- _SHORT PROBLEM_
Rewrite the lines starting at the one containing "Please mark the dark feathered" and ending at the one containing "(593, 1143)", replacing "photograph" with "image" and changing nothing else. Leave out the pictures.

[begin SUPPLIED MATERIAL]

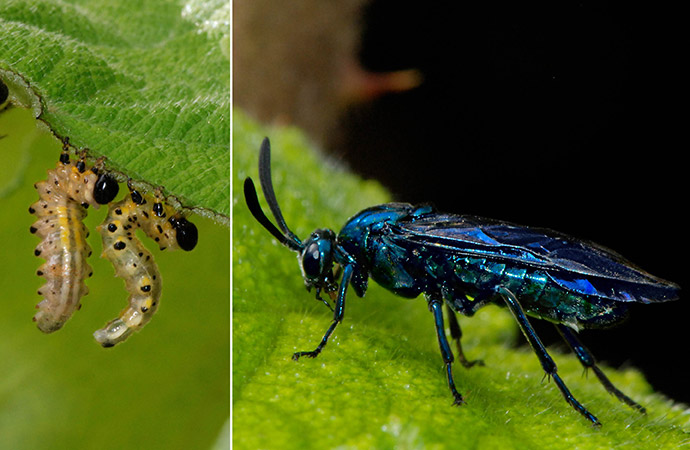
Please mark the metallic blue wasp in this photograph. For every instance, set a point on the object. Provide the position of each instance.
(465, 263)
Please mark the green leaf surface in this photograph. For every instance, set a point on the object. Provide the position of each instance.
(144, 83)
(380, 381)
(166, 387)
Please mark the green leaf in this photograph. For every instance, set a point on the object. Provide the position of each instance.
(380, 381)
(146, 84)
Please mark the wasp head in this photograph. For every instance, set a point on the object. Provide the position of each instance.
(316, 261)
(315, 254)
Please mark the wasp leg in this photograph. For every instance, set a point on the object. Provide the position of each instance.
(456, 334)
(588, 362)
(436, 307)
(546, 362)
(338, 314)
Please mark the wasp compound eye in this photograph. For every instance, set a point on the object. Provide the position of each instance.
(311, 261)
(106, 189)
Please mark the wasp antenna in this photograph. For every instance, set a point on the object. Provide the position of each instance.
(252, 200)
(269, 193)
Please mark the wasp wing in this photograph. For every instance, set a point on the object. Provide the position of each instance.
(576, 265)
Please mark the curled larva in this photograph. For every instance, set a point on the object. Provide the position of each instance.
(134, 263)
(61, 208)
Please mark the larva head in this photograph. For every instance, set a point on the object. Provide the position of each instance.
(316, 253)
(186, 233)
(106, 188)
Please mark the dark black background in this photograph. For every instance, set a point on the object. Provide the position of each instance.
(564, 115)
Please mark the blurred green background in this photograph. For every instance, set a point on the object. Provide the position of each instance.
(166, 387)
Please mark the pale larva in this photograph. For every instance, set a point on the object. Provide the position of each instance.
(134, 263)
(63, 199)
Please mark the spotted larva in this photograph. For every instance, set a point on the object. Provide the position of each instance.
(63, 199)
(134, 263)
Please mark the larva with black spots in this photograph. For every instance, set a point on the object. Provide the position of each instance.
(63, 198)
(134, 263)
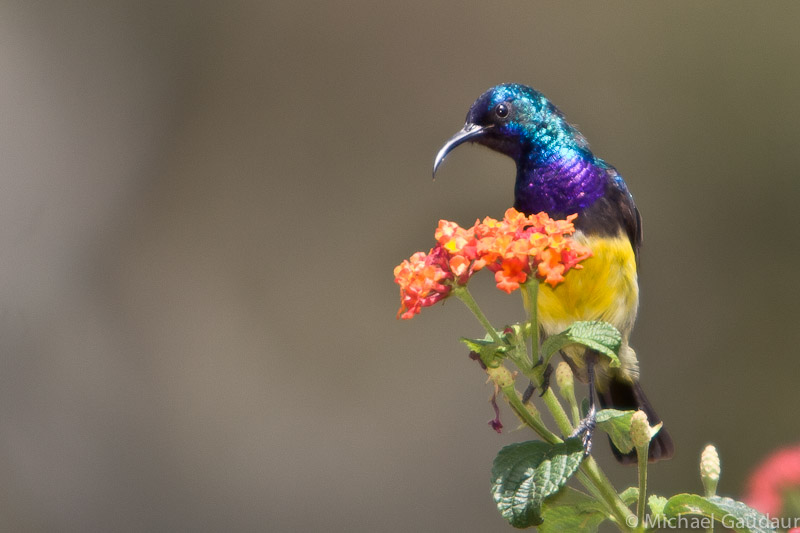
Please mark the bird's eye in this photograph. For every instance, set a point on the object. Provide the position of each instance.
(501, 110)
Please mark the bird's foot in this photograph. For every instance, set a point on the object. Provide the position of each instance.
(585, 430)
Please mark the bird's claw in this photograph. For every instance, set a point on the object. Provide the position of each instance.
(586, 431)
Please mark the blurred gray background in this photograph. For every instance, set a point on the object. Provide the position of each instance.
(202, 203)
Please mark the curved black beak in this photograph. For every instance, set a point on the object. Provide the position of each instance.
(467, 134)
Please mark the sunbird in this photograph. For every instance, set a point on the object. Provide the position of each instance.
(558, 173)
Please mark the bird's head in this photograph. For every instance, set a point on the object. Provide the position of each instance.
(514, 120)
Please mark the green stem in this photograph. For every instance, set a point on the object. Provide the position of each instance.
(642, 453)
(559, 415)
(531, 303)
(599, 483)
(463, 294)
(622, 515)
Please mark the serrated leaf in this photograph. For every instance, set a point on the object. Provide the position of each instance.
(571, 510)
(730, 513)
(526, 473)
(618, 426)
(596, 335)
(486, 348)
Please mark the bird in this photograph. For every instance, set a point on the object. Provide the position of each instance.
(558, 173)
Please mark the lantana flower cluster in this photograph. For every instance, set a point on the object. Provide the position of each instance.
(515, 248)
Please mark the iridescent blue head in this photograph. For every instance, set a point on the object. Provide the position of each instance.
(556, 171)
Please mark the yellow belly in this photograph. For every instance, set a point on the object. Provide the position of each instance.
(606, 288)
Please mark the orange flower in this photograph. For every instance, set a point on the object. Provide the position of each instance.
(423, 281)
(514, 248)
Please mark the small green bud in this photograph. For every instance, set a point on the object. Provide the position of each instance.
(710, 469)
(501, 376)
(564, 379)
(640, 430)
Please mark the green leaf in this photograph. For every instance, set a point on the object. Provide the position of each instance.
(618, 426)
(525, 473)
(730, 513)
(487, 349)
(571, 510)
(629, 495)
(596, 335)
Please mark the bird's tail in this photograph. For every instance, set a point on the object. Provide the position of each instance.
(625, 396)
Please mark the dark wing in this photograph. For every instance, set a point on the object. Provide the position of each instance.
(613, 212)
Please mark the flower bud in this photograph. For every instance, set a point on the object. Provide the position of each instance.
(501, 376)
(640, 430)
(710, 469)
(564, 379)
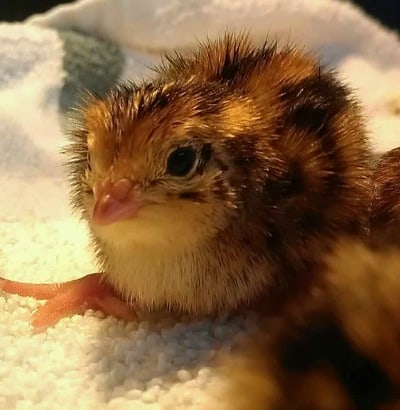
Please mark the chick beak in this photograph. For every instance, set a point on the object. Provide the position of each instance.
(114, 201)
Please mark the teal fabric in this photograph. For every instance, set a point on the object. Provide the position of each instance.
(90, 64)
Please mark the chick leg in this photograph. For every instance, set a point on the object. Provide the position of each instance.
(68, 298)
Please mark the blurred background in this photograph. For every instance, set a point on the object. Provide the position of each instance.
(387, 11)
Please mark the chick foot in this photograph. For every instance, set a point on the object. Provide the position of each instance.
(69, 298)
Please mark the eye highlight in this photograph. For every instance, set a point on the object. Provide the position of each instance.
(181, 161)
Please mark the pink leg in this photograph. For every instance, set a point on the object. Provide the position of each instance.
(68, 298)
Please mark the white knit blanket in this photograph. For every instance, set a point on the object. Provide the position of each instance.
(92, 362)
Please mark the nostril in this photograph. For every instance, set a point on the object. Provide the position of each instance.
(121, 188)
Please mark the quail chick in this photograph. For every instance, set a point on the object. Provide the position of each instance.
(216, 186)
(335, 348)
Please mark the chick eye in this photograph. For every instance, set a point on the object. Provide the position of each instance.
(181, 161)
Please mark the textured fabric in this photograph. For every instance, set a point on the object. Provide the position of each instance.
(90, 362)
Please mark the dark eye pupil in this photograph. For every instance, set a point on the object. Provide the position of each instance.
(181, 161)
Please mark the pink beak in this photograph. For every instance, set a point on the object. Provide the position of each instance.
(114, 201)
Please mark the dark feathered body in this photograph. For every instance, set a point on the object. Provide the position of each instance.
(281, 171)
(337, 345)
(385, 212)
(336, 348)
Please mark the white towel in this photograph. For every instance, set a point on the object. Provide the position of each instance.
(91, 362)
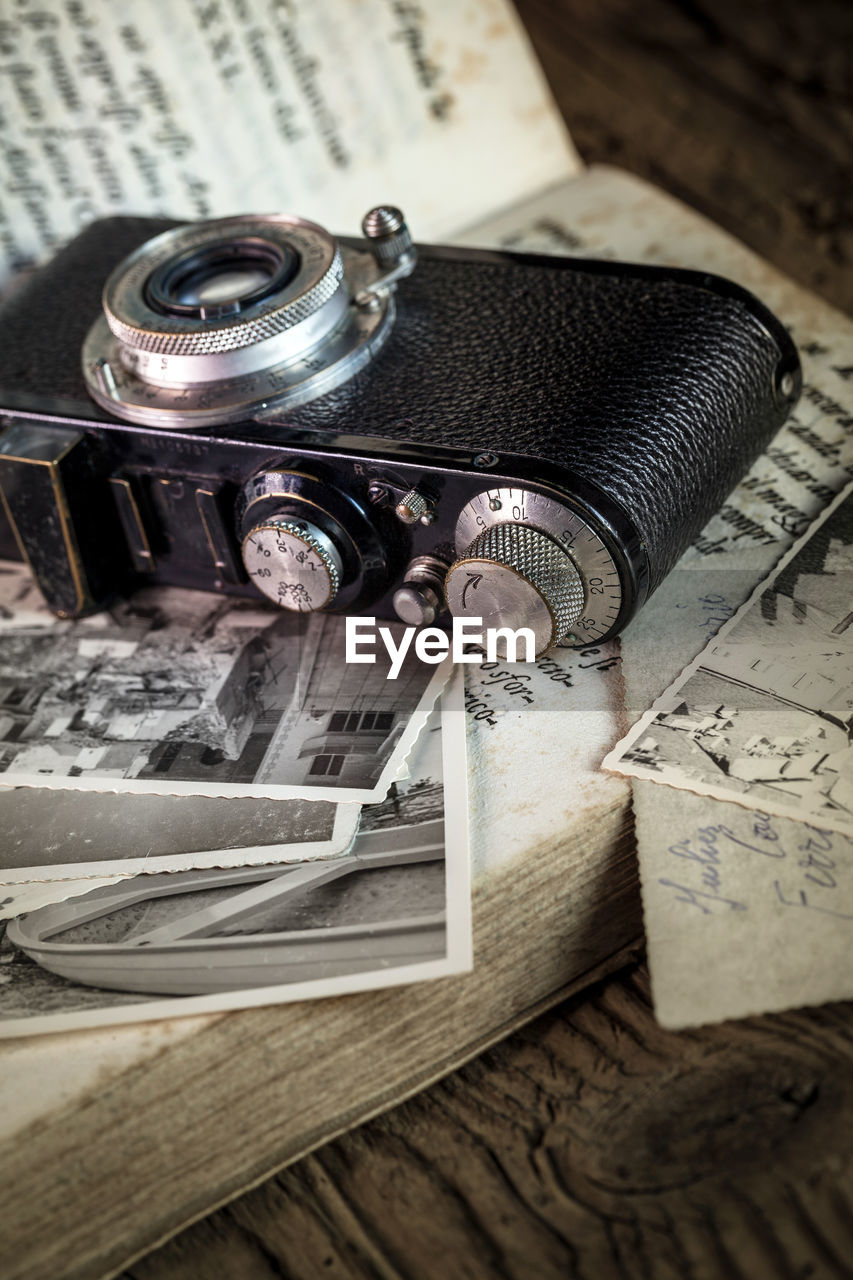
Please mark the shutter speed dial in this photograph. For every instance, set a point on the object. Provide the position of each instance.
(527, 560)
(308, 544)
(515, 576)
(293, 563)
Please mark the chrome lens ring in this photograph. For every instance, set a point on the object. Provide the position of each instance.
(136, 318)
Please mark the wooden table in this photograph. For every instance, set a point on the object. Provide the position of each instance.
(593, 1143)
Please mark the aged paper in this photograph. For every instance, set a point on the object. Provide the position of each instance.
(789, 944)
(322, 109)
(181, 693)
(395, 910)
(763, 714)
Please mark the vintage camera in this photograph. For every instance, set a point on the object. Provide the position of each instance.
(250, 406)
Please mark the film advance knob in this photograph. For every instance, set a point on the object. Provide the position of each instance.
(515, 576)
(293, 563)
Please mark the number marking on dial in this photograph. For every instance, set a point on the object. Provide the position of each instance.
(602, 584)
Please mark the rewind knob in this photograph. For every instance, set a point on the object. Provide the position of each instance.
(516, 576)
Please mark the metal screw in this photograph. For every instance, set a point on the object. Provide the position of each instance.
(382, 220)
(389, 237)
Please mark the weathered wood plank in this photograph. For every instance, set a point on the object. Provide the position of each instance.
(742, 110)
(89, 1188)
(593, 1144)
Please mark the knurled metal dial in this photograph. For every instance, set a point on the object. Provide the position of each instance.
(575, 535)
(516, 576)
(293, 563)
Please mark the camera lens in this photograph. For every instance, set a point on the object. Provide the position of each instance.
(215, 321)
(223, 278)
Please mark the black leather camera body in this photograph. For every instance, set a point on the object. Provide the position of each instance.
(249, 406)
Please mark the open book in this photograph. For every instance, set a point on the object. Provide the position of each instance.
(325, 109)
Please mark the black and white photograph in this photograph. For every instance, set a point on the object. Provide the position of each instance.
(395, 909)
(73, 835)
(179, 693)
(765, 713)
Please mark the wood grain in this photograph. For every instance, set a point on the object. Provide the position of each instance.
(114, 1174)
(744, 110)
(593, 1144)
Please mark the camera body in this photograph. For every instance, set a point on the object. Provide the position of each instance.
(528, 439)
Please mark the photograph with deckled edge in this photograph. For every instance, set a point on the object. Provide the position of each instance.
(396, 909)
(177, 693)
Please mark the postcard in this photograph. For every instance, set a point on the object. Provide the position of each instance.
(765, 714)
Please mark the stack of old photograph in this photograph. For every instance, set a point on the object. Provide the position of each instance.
(205, 807)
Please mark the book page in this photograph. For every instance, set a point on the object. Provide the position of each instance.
(744, 912)
(323, 109)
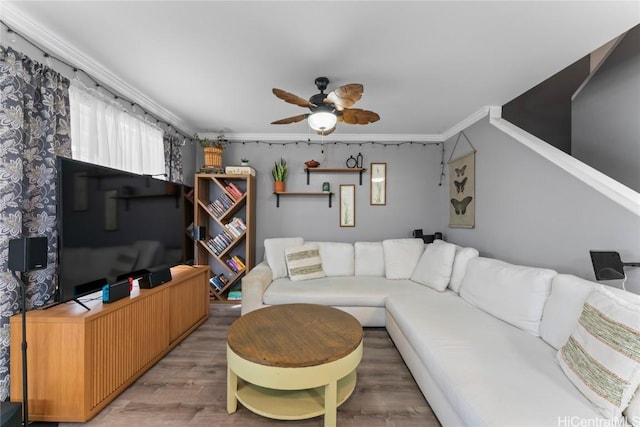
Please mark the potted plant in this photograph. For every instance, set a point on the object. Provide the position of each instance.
(279, 174)
(213, 150)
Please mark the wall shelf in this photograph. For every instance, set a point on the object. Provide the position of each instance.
(335, 170)
(302, 193)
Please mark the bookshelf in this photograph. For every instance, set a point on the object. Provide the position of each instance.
(225, 205)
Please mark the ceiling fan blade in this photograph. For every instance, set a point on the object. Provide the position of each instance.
(345, 96)
(358, 116)
(293, 119)
(291, 98)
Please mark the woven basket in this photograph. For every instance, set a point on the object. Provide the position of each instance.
(213, 157)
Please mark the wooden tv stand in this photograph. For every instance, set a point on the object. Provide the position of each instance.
(80, 360)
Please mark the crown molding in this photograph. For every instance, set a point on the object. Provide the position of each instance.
(317, 139)
(51, 43)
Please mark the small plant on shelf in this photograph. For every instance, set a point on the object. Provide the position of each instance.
(279, 174)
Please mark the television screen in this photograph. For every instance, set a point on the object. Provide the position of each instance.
(112, 223)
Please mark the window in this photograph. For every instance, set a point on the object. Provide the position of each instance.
(102, 132)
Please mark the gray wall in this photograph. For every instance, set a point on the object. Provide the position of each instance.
(413, 192)
(606, 115)
(529, 211)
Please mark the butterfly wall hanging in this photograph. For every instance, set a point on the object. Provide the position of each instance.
(462, 188)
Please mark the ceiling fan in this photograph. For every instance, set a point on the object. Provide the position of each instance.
(327, 109)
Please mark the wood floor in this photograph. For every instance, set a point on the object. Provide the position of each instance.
(188, 388)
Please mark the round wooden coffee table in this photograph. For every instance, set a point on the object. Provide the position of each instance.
(293, 361)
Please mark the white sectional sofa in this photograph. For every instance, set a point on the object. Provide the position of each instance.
(486, 341)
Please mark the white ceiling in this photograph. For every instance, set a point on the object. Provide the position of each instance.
(425, 65)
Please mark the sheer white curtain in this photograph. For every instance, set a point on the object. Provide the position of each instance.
(104, 134)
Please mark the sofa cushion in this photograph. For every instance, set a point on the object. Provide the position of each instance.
(460, 262)
(513, 293)
(401, 257)
(304, 262)
(337, 258)
(369, 259)
(602, 355)
(563, 307)
(435, 265)
(274, 253)
(364, 291)
(492, 373)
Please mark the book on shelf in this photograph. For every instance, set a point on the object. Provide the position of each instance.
(239, 170)
(216, 284)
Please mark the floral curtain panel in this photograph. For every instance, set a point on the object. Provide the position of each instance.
(34, 128)
(173, 158)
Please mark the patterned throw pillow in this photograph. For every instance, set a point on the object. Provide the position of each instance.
(602, 355)
(304, 262)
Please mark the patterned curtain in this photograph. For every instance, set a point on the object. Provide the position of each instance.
(34, 128)
(173, 158)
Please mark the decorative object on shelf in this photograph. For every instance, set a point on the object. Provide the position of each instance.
(279, 174)
(607, 265)
(462, 188)
(378, 187)
(327, 109)
(347, 205)
(213, 152)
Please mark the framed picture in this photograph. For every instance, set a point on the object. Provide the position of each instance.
(378, 193)
(80, 191)
(110, 210)
(347, 205)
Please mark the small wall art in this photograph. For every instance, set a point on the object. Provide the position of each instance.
(462, 191)
(347, 205)
(378, 187)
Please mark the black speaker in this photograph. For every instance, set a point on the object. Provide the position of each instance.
(199, 233)
(10, 414)
(116, 291)
(156, 277)
(27, 253)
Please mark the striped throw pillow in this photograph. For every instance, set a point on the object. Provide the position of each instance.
(602, 355)
(304, 262)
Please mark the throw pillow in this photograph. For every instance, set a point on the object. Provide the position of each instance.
(602, 355)
(401, 257)
(337, 258)
(304, 262)
(460, 262)
(435, 266)
(274, 254)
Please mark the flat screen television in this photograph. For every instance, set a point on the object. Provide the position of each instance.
(112, 224)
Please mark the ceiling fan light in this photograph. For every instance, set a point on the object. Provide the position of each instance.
(322, 121)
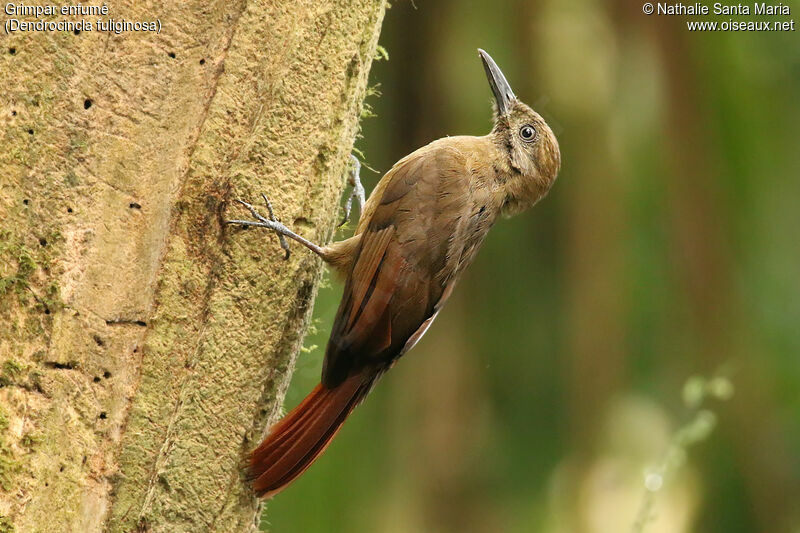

[end SUPPLIED MATERIAL]

- _RESULT OF THE EXERCISE_
Please mark the dark feathered body in this image. For every instance, set a point on the object. Provide the position of each instance.
(281, 171)
(337, 345)
(385, 212)
(336, 348)
Please mark the white towel in this image. For every instance, set a point on the object. Provide the position of each instance.
(91, 362)
Please mark the shutter speed dial in this image. For every instance, set a point on the object. Provide the position of each instance.
(527, 560)
(308, 544)
(515, 576)
(293, 563)
Please mark the chrome lens ring in this image. For every instance, set a point on the object. Provide the position of each instance.
(136, 318)
Please mark the wooden table in this image. For every instance, set a point on the object. Provide the position of each instance.
(593, 1143)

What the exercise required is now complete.